### About this task
Carry on the passage below about traders and bribe demands at the Busia border, picking up after its final sentence.

### Quoted passage

Washington Ndeda, a trade information desk officer in Busia, blames the bribe demands, in part, on how poorly paid some border officials are. For instance, he helps traders navigate checkpoint rules, but he doesn’t earn a salary – only an occasional allowance. Amule is also a trade information desk officer, but she doesn’t make enough to stop trading.

Officials often blame superiors who demand a portion of the bribes, the Busia trade report says. “Once a guard told me that I must understand him because he also had to share with his boss,” Sanyu says. “That statement hurt me so much, seeing that I travel all the way from Pallisa looking for melons, get here and share with people that receive a government salary.” But Sanyu complied. She always does. “We are illegal traders. If we report, we would be arrested.”

### Supplied information
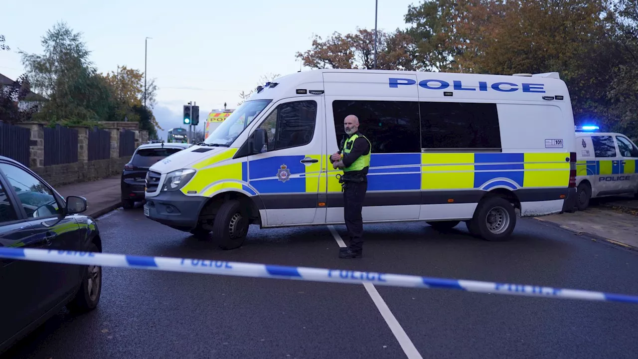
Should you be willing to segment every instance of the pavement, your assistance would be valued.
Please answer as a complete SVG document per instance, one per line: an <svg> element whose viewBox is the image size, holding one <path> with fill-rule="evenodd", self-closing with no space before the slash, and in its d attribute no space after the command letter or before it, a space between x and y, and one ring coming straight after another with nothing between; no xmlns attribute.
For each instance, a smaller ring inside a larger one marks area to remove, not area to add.
<svg viewBox="0 0 638 359"><path fill-rule="evenodd" d="M118 174L98 181L59 186L56 190L64 198L70 195L85 198L87 208L82 214L95 218L122 205L121 178Z"/></svg>
<svg viewBox="0 0 638 359"><path fill-rule="evenodd" d="M364 257L343 260L325 225L252 226L243 247L224 251L140 207L100 218L105 252L638 294L638 252L533 218L505 242L462 224L366 225ZM637 317L621 303L105 267L96 310L61 311L3 358L635 358Z"/></svg>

### Response area
Onyango, the trade ministry spokesperson, says, “The women are just not yet sensitised enough. They do not know their rights yet, so they duck off.” Women traders have formed associations to share information about border rules and dangers, although that doesn’t fix the central problem of corruption. The Busia trade report says authorities need to create a system where the women feel safe lodging complaints and confident that violators will face consequences. However, the report says, that would take “significant institutional reform and political will”.

Meanwhile, the panya routes beckon. Sometimes Sanyu’s husband tells her not to go back; it’s just too perilous. But, Sanyu says, “we have to survive – and the children.” When morning dawns, she loads her gadi gadi with melons, onions and eggs, and heads down a dirt path.